Beginning at the line that contains "Target: sign post" and ending at the last line of the entries, write out each line exactly; include nothing outside that span.
....................
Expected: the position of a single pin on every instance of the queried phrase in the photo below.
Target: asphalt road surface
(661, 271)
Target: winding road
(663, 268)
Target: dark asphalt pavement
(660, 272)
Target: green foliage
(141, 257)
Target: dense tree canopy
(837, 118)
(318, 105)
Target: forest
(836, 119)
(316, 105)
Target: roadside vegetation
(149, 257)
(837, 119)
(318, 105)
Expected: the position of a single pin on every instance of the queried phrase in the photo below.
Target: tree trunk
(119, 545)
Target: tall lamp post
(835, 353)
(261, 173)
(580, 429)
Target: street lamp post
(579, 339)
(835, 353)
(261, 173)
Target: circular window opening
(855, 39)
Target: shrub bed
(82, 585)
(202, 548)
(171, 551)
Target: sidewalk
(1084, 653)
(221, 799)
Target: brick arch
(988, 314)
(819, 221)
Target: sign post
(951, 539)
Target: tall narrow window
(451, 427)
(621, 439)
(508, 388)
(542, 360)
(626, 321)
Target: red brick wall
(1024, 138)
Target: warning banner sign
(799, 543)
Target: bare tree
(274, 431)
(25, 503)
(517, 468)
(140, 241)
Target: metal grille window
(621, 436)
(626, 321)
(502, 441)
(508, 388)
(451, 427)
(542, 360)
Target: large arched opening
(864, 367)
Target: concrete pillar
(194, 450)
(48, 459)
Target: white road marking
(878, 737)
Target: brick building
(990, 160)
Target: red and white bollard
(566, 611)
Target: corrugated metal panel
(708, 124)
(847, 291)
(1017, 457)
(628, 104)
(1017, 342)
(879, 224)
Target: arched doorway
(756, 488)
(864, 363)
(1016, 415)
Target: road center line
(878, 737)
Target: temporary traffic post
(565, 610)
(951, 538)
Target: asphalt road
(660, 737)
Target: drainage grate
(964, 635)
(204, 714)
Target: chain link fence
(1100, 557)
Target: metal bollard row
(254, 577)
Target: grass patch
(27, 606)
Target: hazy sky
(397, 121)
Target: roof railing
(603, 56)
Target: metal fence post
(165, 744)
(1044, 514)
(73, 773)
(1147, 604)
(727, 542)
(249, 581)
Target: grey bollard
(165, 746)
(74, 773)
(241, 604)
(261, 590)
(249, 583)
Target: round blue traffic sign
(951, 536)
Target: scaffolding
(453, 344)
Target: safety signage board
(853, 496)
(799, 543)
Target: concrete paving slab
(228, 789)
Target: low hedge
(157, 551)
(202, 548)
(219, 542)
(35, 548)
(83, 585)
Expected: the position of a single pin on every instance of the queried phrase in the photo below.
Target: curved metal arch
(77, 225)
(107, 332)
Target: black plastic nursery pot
....................
● **Full output**:
Target: sign post
(951, 539)
Target: tall narrow window
(451, 427)
(621, 439)
(508, 388)
(542, 360)
(626, 321)
Target: red brick wall
(1024, 138)
Target: warning banner sign
(799, 543)
Target: bare tree
(274, 431)
(25, 503)
(517, 468)
(140, 241)
Target: metal grille window
(621, 436)
(626, 321)
(502, 441)
(508, 388)
(451, 427)
(542, 360)
Target: large arched opening
(864, 367)
Target: concrete pillar
(194, 450)
(48, 459)
Target: white road marking
(878, 737)
Target: brick building
(990, 160)
Target: red and white bollard
(566, 611)
Target: corrugated metal panel
(708, 124)
(847, 291)
(1017, 457)
(628, 104)
(1017, 342)
(879, 224)
Target: arched doorway
(756, 488)
(864, 363)
(1016, 415)
Target: road center line
(878, 737)
Target: temporary traffic post
(565, 610)
(951, 538)
Target: asphalt road
(660, 737)
Target: drainage grate
(964, 635)
(204, 714)
Target: chain link fence
(1100, 557)
Target: metal bollard row
(254, 577)
Target: grass patch
(27, 606)
Target: hazy sky
(397, 121)
Target: roof railing
(603, 56)
Target: metal fence post
(165, 744)
(1044, 514)
(73, 773)
(1147, 604)
(727, 542)
(249, 581)
Target: grey bollard
(165, 746)
(74, 773)
(241, 604)
(261, 590)
(249, 583)
Target: round blue traffic sign
(951, 536)
Target: scaffolding
(453, 344)
Target: safety signage board
(853, 496)
(799, 543)
Target: concrete paving slab
(228, 789)
Target: low hedge
(157, 551)
(202, 548)
(219, 542)
(35, 548)
(83, 585)
Expected: the position of a single pin on every instance of the queried phrase in the photo below.
Target: curved metal arch
(77, 225)
(107, 332)
Target: black plastic nursery pot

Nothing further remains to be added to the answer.